__INSTRUCTIONS__:
1. Answer these questions using the article about Northern Kentucky University's opioid grant below:
(a) How much money did NKU receive for the new program?
(b) Which two counties will the grant support?
(c) How much federal grant funding has IHI received since it began in 2018?
2. Resume the article about Northern Kentucky University's opioid grant below, picking up after its last sentence.

── TEXT SEGMENT

Feb. 7, 2020— Northern Kentucky University’s Institute for Health Innovation (IHI) announces a new federal grant funded program to continue addressing the opioid epidemic in rural Kentucky.

NKU received $750,000 to help reduce opioid overdoses for those who come in contact with law enforcement or are involved in the criminal justice system. The Bureau of Justice Assistance, the Centers for Disease Control and Prevention, the State Justice Institute and the Institute for Intergovernmental Research awarded the funds to NKU. 

The grant will support Owen and Carroll counties through a six-month planning and 18-month implementation phase. Though the number of those with Opioid Use Disorder is starting to decrease throughout the Commonwealth, this population continues to increase in Carroll and Owen counties.

“This grant will enable us to initiate new activities and support existing initiatives to strengthen evidence-based community-level opioid overdose prevention activities, and enhance public safety, public health and behavioral health collaborations”, says Dr. Valerie Hardcastle, IHI executive director and vice president for Health Innovation.  “We are excited to continue our momentum to help people start and stay in recovery.”

The Bureau of Justice Assistance (BJA) provides leadership and services in grant administration and criminal justice policy development to support local, state and tribal law enforcement in achieving safer communities. The grant brings law enforcement, judicial, education and healthcare stakeholders together to complete needs assessments and strengthen their partnerships. Additional primary partners for the grant include Three Rivers District Health Department, Triad Health Systems, NorthKey Community Care, Northern Kentucky Office of Drug Control Policy, Owen County Emergency Medical Services and Carroll County Reentry Services.  

IHI is working to address the many layers of health challenges in our communities. With the latest grants from the U.S. Department of Health and Human Services, Health Resources and Service Administration and Department of Commerce Economic Development Administration’s RIS i6 Challenge, IHI has received $4.35 million of federal grant funding since its inception in 2018.

────
── SOURCE DATA

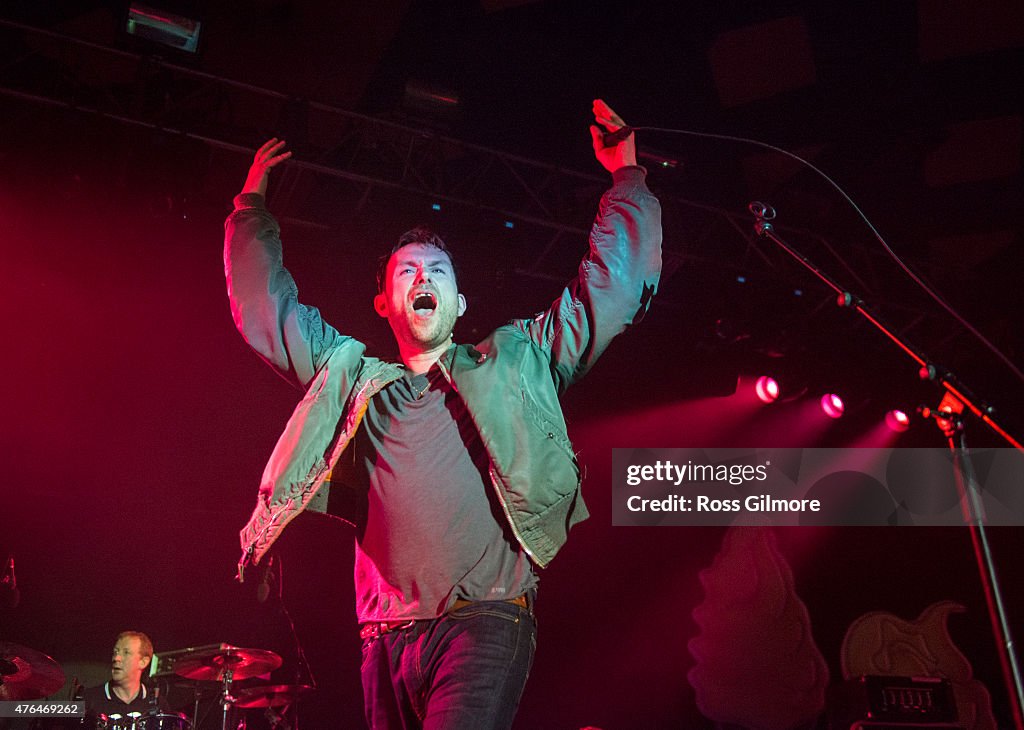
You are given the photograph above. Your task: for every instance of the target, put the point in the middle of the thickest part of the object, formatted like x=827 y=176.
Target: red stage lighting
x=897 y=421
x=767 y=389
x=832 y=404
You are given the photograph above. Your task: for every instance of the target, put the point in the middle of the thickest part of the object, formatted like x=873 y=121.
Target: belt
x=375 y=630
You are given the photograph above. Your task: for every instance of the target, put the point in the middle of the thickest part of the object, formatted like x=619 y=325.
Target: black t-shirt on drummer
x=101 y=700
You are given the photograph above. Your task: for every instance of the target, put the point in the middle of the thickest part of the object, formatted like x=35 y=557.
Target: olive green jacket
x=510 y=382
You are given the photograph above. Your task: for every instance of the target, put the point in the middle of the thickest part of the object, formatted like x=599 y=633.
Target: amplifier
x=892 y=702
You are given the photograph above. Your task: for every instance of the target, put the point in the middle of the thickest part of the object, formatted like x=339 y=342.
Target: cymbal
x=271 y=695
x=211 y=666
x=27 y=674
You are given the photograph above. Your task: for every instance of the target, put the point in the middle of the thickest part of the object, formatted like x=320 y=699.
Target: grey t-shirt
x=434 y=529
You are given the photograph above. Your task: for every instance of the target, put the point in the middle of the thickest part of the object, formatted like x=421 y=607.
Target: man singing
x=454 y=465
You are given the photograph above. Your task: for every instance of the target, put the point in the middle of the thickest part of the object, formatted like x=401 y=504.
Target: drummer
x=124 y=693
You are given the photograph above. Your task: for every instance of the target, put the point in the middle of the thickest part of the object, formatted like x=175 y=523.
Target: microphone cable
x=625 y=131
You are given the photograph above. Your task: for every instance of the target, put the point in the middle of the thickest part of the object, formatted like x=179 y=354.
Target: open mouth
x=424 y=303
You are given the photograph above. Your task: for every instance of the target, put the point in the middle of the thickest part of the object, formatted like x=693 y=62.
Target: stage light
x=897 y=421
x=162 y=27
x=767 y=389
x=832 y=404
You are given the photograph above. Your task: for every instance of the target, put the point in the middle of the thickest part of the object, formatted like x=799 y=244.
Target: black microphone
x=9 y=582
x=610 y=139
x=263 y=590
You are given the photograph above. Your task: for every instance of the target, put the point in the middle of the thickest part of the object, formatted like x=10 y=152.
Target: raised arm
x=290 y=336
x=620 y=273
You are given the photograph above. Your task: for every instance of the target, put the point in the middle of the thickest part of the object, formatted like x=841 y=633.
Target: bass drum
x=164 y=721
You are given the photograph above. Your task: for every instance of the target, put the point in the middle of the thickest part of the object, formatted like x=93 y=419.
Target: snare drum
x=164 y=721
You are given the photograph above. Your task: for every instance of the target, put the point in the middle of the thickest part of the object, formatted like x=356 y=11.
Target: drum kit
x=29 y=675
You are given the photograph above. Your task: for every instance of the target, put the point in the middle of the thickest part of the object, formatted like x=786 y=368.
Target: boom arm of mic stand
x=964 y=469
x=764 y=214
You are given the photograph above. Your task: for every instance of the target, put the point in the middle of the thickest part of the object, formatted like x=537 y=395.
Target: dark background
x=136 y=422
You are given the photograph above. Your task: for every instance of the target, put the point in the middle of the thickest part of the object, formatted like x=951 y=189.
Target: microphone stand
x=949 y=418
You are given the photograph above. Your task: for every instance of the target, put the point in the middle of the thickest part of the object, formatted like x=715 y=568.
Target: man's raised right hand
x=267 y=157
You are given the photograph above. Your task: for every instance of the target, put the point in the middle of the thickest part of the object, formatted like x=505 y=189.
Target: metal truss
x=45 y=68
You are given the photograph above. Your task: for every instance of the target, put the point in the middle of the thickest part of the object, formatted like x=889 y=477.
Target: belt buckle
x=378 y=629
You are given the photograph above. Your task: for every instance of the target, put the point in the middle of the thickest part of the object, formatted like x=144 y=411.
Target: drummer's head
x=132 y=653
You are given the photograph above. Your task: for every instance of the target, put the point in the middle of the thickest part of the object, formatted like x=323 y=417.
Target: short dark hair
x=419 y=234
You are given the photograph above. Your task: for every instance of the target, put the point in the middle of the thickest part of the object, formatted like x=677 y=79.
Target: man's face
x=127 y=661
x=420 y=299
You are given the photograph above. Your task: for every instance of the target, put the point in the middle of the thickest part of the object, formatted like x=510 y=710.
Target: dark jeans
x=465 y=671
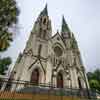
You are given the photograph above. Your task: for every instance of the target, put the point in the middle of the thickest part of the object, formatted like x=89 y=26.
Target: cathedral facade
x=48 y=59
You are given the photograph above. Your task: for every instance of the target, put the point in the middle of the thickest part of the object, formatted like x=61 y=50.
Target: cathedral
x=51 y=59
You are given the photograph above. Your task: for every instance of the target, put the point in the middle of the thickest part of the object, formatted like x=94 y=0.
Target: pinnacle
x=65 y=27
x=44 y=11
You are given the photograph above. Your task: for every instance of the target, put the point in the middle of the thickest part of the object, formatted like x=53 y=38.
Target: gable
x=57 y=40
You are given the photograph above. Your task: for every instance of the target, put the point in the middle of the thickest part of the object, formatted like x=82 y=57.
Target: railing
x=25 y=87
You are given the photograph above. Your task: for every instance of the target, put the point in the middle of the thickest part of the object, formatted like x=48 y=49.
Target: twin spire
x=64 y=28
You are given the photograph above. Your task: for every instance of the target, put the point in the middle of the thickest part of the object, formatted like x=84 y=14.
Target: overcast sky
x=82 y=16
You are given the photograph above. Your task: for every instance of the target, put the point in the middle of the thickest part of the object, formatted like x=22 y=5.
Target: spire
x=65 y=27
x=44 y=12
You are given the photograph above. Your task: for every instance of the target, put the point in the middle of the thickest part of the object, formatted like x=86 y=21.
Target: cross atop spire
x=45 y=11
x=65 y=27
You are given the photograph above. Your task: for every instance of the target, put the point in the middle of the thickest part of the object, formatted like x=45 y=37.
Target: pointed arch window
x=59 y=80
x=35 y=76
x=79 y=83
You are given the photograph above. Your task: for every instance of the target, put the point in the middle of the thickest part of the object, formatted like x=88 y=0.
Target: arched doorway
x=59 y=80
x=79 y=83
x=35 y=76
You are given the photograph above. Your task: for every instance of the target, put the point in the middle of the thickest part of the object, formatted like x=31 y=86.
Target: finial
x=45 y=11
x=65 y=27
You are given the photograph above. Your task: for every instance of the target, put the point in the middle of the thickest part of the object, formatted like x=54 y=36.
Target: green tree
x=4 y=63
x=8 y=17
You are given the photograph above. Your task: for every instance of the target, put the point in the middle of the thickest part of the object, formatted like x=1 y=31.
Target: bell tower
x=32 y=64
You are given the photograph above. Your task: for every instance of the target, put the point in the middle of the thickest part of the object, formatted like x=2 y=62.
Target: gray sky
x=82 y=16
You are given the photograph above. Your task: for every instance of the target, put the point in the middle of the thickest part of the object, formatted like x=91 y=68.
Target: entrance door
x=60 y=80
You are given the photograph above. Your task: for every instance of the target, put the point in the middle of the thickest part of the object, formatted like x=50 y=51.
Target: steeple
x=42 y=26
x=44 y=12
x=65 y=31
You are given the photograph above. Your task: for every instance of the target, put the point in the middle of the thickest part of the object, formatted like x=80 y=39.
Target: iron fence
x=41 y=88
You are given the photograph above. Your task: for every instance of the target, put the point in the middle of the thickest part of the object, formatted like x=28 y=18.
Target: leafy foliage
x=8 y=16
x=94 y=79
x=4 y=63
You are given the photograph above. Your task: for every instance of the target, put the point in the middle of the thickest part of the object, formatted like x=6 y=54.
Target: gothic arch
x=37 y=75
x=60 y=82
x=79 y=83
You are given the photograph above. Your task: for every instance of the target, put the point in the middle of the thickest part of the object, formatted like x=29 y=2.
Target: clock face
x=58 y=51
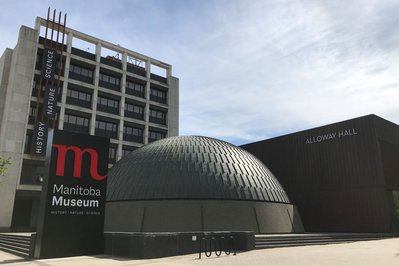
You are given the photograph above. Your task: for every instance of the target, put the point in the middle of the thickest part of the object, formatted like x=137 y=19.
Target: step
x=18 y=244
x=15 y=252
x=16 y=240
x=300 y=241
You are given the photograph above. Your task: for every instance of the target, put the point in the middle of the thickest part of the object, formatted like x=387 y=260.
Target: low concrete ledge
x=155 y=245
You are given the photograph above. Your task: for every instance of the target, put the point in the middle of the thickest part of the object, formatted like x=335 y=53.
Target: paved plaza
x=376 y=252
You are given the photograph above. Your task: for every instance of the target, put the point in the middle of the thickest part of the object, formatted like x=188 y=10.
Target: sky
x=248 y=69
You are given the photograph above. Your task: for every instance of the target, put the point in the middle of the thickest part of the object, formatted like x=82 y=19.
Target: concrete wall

────

__OUTPUTS IN ORDER__:
1.
(a) $750,000
(b) Owen and Carroll counties
(c) $4.35 million

2.
To learn more about BJA, visit BJA is part of the U.S. Department of Justice's Office of Justice Programs.

About Institute for Intergovernmental Research: The Institute for Intergovernmental Research (IIR) serves as the COAP Network coordinator for training and technical assistance (TTA) efforts and collaborates with Bureau of Justice Assistance leadership and fellow TTA providers to support COAP site-based grantees. IIR's role includes publication production and design; planning, coordination, and delivery of national-level trainings and working group meetings; COAP Resource Center website development and maintenance; coordination of distance learning opportunities and resource dissemination; and coordination of other complementary activities.

About State Justice Institute: The State Justice Institute (SJI) awards grants to improve the quality of justice in state courts, and foster innovative, efficient solutions to common issues faced by all courts.

About IHI: The Institute for Health Innovation at Northern Kentucky University was established in 2018 to encompass teaching, research, outreach, advocacy, and policy initiatives around population health. It drives change that directly addresses urgent unmet health needs.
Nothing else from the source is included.